- [TREŚĆ ZADANIA A]:
Odpowiedz na podstawie tekstu o Mistrzostwach Europy w odmianie 14/1:
(i) Kto zajął pierwsze miejsce i jaki kraj reprezentuje?
(ii) Które miejsce w klasyfikacji zajął Mariusz Skoneczny?
(iii) Jak nazywa się trener wymieniony w tekście?
- [TREŚĆ ZADANIA B]: Przedstaw jako listę JSON ciągów znaków, po jednym na wiersz i bez pustych wierszy, te wiersze wpisów, które zaczynają się od pierwszego wiersza wpisów, a kończą na wierszu zawierającym "point(579, 260)". Oba skrajne wiersze należą do listy.

------ TEKST DO PRZECZYTANIA

Końcowa klasyfikacja Mistrzostw Europy - odmiana 14/1
1. Nick Van den Berg Holandia
2. Niels Feijen Holandia
3. Tomasz Kapłan POLSKA
3. Diaz Francisco Hiszpania
9. Karol Skowerski POLSKA
9. Mieszko Fortuński POLSKA
33. Mariusz Skoneczny POLSKA
Zadowolenie nie krył również trener Marcin Krzemiński , którego cieszy sama gra naszych zawodników. Nam natomiast dobry występ w 14/1 daje nadzieje na kolejne obfite Mistrzostwa
Polaków.

------------
------ WYCIĄG Z DANYCH

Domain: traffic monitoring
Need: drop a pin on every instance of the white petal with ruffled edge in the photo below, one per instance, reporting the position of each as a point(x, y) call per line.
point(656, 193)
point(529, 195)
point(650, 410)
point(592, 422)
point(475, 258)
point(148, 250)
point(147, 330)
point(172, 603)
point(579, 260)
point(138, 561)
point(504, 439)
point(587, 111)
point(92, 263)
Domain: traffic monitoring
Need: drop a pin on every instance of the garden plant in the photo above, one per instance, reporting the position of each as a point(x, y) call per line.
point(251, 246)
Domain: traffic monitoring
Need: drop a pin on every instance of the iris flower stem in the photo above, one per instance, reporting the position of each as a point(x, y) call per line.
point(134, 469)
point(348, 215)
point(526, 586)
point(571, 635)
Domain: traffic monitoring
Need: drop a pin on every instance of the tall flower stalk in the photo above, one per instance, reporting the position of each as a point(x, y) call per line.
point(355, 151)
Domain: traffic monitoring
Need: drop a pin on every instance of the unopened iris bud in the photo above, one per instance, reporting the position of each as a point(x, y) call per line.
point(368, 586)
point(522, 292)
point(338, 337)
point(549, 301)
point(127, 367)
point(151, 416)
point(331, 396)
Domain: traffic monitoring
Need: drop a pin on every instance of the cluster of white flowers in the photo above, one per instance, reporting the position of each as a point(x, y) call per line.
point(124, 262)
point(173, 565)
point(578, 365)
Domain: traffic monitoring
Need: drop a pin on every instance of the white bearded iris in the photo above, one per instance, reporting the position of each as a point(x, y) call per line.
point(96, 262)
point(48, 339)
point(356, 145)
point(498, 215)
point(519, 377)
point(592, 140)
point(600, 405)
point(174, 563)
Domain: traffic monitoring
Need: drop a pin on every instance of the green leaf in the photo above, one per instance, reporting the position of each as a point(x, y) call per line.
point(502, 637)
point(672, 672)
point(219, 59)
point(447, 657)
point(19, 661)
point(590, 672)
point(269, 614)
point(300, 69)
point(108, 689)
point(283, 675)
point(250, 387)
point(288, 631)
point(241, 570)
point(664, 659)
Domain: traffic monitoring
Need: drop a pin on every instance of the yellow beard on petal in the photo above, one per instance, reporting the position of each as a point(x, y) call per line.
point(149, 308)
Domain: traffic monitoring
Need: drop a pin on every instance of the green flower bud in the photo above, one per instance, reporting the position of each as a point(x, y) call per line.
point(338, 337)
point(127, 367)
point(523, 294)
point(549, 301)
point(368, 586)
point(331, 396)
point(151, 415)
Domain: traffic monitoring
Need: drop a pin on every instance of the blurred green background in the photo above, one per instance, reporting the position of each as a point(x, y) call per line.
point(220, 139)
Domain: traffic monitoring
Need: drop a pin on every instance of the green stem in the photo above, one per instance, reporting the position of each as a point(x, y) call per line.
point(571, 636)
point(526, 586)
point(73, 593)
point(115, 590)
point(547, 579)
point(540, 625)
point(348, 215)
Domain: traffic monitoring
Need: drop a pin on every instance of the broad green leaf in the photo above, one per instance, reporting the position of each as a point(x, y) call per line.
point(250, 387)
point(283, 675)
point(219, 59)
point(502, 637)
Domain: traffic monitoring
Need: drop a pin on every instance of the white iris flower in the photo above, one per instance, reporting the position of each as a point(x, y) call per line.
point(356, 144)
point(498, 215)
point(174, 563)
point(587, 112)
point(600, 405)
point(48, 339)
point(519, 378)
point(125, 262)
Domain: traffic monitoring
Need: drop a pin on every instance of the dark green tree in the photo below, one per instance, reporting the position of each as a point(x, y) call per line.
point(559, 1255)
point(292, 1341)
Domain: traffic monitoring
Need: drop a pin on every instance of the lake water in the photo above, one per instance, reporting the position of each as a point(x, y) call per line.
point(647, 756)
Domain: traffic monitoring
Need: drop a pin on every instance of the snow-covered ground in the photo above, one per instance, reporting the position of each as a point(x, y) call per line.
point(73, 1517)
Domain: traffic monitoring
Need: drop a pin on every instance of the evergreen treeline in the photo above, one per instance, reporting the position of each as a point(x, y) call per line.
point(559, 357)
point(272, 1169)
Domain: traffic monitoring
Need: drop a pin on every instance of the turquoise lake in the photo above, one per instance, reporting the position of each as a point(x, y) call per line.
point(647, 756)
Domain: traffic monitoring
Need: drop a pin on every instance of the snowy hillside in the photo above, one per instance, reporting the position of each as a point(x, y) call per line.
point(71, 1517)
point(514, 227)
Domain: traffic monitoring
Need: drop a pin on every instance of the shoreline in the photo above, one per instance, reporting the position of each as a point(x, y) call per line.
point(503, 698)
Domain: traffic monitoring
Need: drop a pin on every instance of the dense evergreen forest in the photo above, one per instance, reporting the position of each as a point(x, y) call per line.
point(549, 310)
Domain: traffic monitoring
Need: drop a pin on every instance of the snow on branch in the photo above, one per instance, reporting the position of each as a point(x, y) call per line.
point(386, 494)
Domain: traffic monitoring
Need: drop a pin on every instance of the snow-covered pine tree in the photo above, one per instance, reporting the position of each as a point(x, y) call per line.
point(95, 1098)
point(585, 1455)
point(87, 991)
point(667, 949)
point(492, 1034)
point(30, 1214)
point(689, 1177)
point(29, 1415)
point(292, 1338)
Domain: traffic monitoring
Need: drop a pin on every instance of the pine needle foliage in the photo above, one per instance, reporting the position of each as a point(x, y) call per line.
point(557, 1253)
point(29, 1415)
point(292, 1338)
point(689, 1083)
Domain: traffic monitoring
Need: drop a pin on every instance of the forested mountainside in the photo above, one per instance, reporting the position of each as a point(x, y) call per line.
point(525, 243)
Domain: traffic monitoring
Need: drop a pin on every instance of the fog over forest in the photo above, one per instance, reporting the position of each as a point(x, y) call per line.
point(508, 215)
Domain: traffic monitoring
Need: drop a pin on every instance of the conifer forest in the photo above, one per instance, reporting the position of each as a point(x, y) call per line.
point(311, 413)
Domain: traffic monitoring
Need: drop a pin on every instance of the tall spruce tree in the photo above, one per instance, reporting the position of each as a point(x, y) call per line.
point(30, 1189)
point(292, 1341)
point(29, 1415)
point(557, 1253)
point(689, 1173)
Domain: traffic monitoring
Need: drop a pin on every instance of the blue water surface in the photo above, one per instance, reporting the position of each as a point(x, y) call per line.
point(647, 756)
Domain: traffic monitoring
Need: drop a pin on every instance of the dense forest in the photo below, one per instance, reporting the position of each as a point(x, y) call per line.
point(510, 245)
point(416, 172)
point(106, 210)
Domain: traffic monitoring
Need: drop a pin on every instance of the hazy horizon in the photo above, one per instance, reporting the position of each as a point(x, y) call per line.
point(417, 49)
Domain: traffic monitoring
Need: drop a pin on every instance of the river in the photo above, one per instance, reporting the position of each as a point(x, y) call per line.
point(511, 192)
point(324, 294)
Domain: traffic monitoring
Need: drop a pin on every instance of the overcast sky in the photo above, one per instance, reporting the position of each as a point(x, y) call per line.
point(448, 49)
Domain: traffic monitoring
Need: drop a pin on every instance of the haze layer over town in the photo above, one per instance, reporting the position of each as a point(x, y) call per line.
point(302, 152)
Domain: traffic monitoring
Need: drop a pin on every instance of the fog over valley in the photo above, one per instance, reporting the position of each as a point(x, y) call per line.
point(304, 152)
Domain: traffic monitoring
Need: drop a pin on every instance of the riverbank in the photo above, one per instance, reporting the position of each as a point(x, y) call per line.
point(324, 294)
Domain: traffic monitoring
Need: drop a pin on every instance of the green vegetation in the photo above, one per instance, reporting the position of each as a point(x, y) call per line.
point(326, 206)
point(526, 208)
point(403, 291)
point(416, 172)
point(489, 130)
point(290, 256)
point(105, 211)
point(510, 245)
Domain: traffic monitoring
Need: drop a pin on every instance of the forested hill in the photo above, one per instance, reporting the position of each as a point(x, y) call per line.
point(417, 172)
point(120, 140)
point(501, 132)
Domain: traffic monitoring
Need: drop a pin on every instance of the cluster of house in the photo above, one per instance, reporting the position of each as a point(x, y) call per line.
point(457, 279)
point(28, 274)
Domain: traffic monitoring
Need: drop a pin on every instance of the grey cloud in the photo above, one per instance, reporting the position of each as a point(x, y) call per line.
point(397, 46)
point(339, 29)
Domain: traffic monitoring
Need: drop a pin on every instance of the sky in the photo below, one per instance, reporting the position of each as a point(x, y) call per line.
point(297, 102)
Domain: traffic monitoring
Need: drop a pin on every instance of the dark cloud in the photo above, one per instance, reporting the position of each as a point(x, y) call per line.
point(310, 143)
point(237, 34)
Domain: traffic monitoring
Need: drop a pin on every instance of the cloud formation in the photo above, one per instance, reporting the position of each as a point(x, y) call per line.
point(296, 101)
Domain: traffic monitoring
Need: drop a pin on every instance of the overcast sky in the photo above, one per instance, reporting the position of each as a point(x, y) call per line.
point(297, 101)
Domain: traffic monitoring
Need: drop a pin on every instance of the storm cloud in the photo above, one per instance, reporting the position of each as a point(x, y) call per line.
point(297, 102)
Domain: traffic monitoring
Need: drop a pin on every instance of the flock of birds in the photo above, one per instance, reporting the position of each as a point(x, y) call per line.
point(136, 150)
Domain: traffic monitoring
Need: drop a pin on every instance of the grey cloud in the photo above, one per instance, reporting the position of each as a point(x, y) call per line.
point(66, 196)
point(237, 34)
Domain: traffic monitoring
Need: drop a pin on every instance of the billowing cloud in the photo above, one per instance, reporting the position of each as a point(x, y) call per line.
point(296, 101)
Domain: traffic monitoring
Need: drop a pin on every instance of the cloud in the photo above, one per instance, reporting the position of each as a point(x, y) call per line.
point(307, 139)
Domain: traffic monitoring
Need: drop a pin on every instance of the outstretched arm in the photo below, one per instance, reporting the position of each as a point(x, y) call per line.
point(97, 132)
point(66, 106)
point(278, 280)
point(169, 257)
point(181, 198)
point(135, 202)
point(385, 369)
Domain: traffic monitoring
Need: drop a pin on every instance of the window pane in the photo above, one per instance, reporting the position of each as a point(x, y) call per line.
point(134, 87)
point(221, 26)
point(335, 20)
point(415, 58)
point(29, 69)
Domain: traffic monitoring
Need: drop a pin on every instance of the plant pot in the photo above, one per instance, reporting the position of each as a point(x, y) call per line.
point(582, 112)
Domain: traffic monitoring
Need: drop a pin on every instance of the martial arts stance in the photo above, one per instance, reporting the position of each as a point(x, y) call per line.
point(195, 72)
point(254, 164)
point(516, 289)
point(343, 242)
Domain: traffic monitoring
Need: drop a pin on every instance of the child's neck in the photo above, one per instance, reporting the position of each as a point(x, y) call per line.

------------

- [ROZWIĄZANIE PISEMNE A]:
(i) Nick Van den Berg, Holandia.
(ii) 33. miejsce.
(iii) Marcin Krzemiński.

- [ROZWIĄZANIE PISEMNE B]:
[
  "Domain: traffic monitoring",
  "Need: drop a pin on every instance of the white petal with ruffled edge in the photo below, one per instance, reporting the position of each as a point(x, y) call per line.",
  "point(656, 193)",
  "point(529, 195)",
  "point(650, 410)",
  "point(592, 422)",
  "point(475, 258)",
  "point(148, 250)",
  "point(147, 330)",
  "point(172, 603)",
  "point(579, 260)"
]